[Pointing and labeling entries]

····················

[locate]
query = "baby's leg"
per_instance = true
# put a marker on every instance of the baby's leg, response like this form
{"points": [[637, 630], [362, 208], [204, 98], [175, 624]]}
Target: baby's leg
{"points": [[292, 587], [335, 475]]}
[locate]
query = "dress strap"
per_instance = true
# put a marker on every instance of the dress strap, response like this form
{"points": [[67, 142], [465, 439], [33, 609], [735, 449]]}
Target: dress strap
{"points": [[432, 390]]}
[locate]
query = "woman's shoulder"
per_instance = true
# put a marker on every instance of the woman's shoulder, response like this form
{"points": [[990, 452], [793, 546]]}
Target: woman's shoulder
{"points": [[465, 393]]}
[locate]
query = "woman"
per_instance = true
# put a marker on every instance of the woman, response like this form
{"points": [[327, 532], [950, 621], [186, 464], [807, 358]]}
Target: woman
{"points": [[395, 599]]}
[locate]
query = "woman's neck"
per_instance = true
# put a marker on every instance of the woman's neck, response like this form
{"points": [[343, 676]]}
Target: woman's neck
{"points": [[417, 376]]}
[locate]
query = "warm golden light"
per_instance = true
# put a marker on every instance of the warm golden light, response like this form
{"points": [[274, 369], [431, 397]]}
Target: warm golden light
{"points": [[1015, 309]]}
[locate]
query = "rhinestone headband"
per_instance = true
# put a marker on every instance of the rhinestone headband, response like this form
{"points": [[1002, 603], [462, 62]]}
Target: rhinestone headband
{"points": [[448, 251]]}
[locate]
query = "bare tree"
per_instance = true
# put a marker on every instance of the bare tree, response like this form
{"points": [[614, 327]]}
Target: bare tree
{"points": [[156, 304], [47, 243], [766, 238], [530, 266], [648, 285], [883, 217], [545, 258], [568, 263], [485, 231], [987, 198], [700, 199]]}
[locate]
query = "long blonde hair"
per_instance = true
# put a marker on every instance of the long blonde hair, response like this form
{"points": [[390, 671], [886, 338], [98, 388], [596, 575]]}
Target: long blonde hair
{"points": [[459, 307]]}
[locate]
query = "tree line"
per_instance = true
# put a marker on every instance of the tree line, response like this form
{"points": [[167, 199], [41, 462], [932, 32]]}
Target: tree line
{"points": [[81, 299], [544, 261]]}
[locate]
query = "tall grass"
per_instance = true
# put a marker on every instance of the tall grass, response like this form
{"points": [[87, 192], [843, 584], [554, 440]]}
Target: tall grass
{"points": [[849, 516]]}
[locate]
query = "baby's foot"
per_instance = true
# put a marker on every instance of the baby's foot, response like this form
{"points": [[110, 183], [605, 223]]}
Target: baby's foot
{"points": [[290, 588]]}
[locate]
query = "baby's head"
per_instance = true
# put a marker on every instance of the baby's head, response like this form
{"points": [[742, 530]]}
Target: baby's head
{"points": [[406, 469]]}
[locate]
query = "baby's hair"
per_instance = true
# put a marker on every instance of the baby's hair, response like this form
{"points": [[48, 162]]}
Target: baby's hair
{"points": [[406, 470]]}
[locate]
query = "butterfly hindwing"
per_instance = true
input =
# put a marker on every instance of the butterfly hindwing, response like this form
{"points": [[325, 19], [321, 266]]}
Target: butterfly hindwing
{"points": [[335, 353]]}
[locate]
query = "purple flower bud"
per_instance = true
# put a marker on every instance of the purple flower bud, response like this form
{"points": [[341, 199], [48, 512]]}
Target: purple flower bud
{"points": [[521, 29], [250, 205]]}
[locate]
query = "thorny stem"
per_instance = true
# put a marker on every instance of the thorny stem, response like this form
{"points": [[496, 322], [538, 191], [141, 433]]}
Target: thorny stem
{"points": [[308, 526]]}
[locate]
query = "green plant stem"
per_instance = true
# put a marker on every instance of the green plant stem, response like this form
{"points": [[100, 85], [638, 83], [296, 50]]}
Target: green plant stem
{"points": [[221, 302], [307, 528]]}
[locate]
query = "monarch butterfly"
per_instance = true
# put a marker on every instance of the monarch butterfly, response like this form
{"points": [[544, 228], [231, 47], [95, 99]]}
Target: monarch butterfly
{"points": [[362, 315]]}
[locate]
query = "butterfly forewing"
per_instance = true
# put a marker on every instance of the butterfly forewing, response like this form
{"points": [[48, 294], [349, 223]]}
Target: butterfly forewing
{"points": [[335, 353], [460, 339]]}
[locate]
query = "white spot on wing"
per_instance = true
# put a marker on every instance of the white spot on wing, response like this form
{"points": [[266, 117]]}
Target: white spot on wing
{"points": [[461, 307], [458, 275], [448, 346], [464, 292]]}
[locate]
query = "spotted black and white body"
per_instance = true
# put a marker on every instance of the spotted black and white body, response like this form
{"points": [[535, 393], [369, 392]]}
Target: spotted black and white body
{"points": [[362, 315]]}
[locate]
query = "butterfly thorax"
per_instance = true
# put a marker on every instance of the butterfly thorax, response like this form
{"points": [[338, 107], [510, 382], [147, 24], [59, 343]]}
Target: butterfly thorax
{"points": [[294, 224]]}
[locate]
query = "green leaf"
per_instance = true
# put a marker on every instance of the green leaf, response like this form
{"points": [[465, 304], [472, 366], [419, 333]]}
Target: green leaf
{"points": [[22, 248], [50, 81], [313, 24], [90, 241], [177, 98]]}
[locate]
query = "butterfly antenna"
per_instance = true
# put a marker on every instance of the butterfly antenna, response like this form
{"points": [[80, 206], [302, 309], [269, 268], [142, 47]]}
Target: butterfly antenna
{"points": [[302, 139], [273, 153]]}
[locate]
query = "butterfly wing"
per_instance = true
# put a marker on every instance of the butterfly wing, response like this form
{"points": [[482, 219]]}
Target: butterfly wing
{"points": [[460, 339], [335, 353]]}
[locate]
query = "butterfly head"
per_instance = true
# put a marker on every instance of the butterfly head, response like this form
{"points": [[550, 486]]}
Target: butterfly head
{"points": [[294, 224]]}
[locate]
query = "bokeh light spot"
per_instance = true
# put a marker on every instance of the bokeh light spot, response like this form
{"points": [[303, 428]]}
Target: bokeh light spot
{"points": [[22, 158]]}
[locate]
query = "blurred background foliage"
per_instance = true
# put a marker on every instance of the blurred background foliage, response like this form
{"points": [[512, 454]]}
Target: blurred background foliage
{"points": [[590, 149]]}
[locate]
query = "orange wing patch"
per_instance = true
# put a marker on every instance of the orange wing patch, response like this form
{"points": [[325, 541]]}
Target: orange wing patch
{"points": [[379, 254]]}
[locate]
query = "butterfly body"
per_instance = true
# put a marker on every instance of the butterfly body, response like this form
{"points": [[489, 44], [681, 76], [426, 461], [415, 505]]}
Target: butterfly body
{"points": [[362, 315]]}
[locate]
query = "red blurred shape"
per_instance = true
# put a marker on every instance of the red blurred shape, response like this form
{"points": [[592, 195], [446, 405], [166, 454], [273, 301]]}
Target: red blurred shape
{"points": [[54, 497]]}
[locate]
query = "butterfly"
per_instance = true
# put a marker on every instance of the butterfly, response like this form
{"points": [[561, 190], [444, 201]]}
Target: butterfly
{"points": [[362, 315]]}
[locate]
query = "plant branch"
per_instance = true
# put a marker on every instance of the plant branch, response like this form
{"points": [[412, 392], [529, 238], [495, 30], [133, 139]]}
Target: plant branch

····················

### [Short problem]
Reproduce the listing in full. Keep it exactly as written.

### [Correct answer]
[locate]
query = "baby's leg"
per_instance = true
# put a marker on every instance of the baby's leg, response like this form
{"points": [[637, 630], [362, 208], [204, 98], [175, 624]]}
Target: baby's leg
{"points": [[292, 587], [335, 475]]}
[locate]
query = "dress strap"
per_instance = true
# put a marker on every instance of the dress strap, response like this form
{"points": [[67, 142], [465, 439], [33, 609], [735, 449]]}
Target: dress strap
{"points": [[432, 390]]}
[locate]
query = "woman's shoulder"
per_instance = true
# put a marker on every instance of the woman's shoulder, response like this form
{"points": [[990, 452], [793, 546]]}
Target: woman's shoulder
{"points": [[465, 393]]}
[locate]
query = "woman"
per_instance = true
# put a marker on every instance of the woman, response like this form
{"points": [[327, 532], [950, 621], [186, 464], [807, 358]]}
Target: woman
{"points": [[395, 599]]}
[locate]
query = "woman's neck"
per_instance = true
# put a marker on every instance of the woman's neck, response like this form
{"points": [[343, 676]]}
Target: woman's neck
{"points": [[417, 376]]}
[locate]
query = "warm golden light"
per_instance = true
# put a marker on every instance of the warm golden light, response like this form
{"points": [[274, 369], [431, 397]]}
Target: warm golden light
{"points": [[1015, 309]]}
[locate]
query = "rhinestone headband"
per_instance = true
# put a marker on every instance of the rhinestone headband, response like this form
{"points": [[1002, 603], [462, 62]]}
Target: rhinestone headband
{"points": [[448, 251]]}
[locate]
query = "bare tree"
per_instance = true
# put a marker on every instance of the bare tree, response like this form
{"points": [[614, 327]]}
Target: bare tree
{"points": [[156, 304], [47, 243], [766, 238], [530, 266], [648, 285], [883, 217], [545, 258], [568, 263], [485, 231], [987, 198], [700, 199]]}
[locate]
query = "long blonde hair"
per_instance = true
# put a marker on every instance of the long blonde hair, response like this form
{"points": [[390, 671], [886, 338], [98, 388], [596, 575]]}
Target: long blonde hair
{"points": [[459, 307]]}
[locate]
query = "tree line"
per_instance = true
# put a marker on every instance of the tree line, response like this form
{"points": [[167, 199], [41, 462], [932, 32]]}
Target: tree line
{"points": [[81, 299], [544, 261]]}
[locate]
query = "tall grass"
per_instance = true
# put a marker on every instance of the tall grass, response like this form
{"points": [[87, 192], [843, 584], [554, 440]]}
Target: tall grass
{"points": [[849, 516]]}
[locate]
query = "baby's foot"
per_instance = true
# put a marker on every instance of the baby's foot, response like this form
{"points": [[110, 183], [605, 223]]}
Target: baby's foot
{"points": [[290, 588]]}
[locate]
query = "baby's head"
per_instance = true
# put a marker on every instance of the baby's head, response like this form
{"points": [[742, 530]]}
Target: baby's head
{"points": [[406, 469]]}
[locate]
query = "baby's hair"
per_instance = true
# put a marker on every instance of the baby's hair, response like this form
{"points": [[48, 162]]}
Target: baby's hair
{"points": [[406, 470]]}
[locate]
query = "butterfly hindwing"
per_instance = true
input =
# put a marker on every instance of the butterfly hindwing, response like this form
{"points": [[325, 19], [321, 266]]}
Target: butterfly hindwing
{"points": [[335, 353]]}
[locate]
query = "purple flower bud"
per_instance = true
# put a marker on every instance of the purple flower bud, response like this form
{"points": [[341, 199], [48, 512]]}
Target: purple flower bud
{"points": [[521, 29], [250, 205]]}
[locate]
query = "thorny stem"
per_instance = true
# put a marker on every instance of the thorny stem, response like this form
{"points": [[496, 322], [538, 191], [141, 433]]}
Target: thorny stem
{"points": [[308, 526]]}
[locate]
query = "green plant stem"
per_instance = true
# put a marker on every instance of the green plant stem, response like this form
{"points": [[100, 85], [638, 83], [296, 50]]}
Target: green plant stem
{"points": [[221, 302], [307, 528]]}
[locate]
query = "monarch butterfly"
per_instance = true
# put a marker on every instance of the monarch butterfly, response like this form
{"points": [[544, 228], [231, 47], [95, 99]]}
Target: monarch butterfly
{"points": [[362, 315]]}
[locate]
query = "butterfly forewing"
per_instance = true
# put a marker on every instance of the butterfly forewing, response like this form
{"points": [[48, 294], [349, 223]]}
Target: butterfly forewing
{"points": [[335, 353], [460, 339]]}
[locate]
query = "white spot on wing"
per_instance = true
# put a marker on every instance of the white spot on wing, response like this form
{"points": [[266, 117]]}
Target: white spot on wing
{"points": [[461, 307], [458, 275], [448, 346], [464, 292]]}
[locate]
query = "spotted black and white body"
per_instance = true
# put a marker on every instance of the spotted black and white body, response like this form
{"points": [[535, 393], [369, 392]]}
Target: spotted black and white body
{"points": [[362, 315]]}
[locate]
query = "butterfly thorax"
per_instance = true
# put a marker on every instance of the butterfly thorax, response like this form
{"points": [[338, 107], [510, 382], [147, 24], [59, 343]]}
Target: butterfly thorax
{"points": [[294, 224]]}
[locate]
query = "green leaf"
per_instance = true
# put a marker on every instance of the green leaf, response like this form
{"points": [[465, 304], [472, 366], [419, 333]]}
Target: green leaf
{"points": [[22, 248], [50, 81], [313, 24], [90, 241], [177, 98]]}
[locate]
query = "butterfly antenna"
per_instance = true
# put a marker on every instance of the butterfly antenna, response like this form
{"points": [[80, 206], [302, 309], [269, 268], [142, 47]]}
Target: butterfly antenna
{"points": [[302, 139], [273, 153]]}
[locate]
query = "butterfly wing"
per_instance = true
# put a marker on every instance of the butterfly wing, response like this form
{"points": [[482, 219]]}
Target: butterfly wing
{"points": [[460, 339], [335, 353]]}
[locate]
query = "butterfly head"
per_instance = true
# put a marker on every instance of the butterfly head, response like this form
{"points": [[550, 486]]}
Target: butterfly head
{"points": [[294, 224]]}
[locate]
query = "bokeh light spot"
per_instance = true
# put a marker on every instance of the bokeh light spot, response like this form
{"points": [[303, 428]]}
Target: bokeh light spot
{"points": [[22, 158]]}
[locate]
query = "blurred background foliage"
per_instance = true
# put a marker on every instance of the blurred background foliage, response like this form
{"points": [[512, 454]]}
Target: blurred background foliage
{"points": [[590, 149]]}
[locate]
query = "orange wing patch"
per_instance = true
# put a marker on every instance of the orange wing patch, response like this form
{"points": [[325, 541]]}
Target: orange wing patch
{"points": [[379, 254]]}
[locate]
query = "butterfly body"
per_instance = true
# put a marker on every instance of the butterfly body, response like this form
{"points": [[489, 44], [681, 76], [426, 461], [415, 505]]}
Target: butterfly body
{"points": [[362, 315]]}
[locate]
query = "red blurred shape"
per_instance = true
# put a marker on every instance of the red blurred shape, response like this form
{"points": [[592, 195], [446, 405], [166, 454], [273, 301]]}
Target: red blurred shape
{"points": [[54, 497]]}
[locate]
query = "butterfly"
per_instance = true
# put a marker on every instance of the butterfly, response like this form
{"points": [[561, 190], [444, 201]]}
Target: butterfly
{"points": [[362, 315]]}
[locate]
query = "plant branch"
per_instance = true
# put a marker on every instance of the plant branch, response like this form
{"points": [[412, 392], [529, 238], [495, 30], [133, 139]]}
Target: plant branch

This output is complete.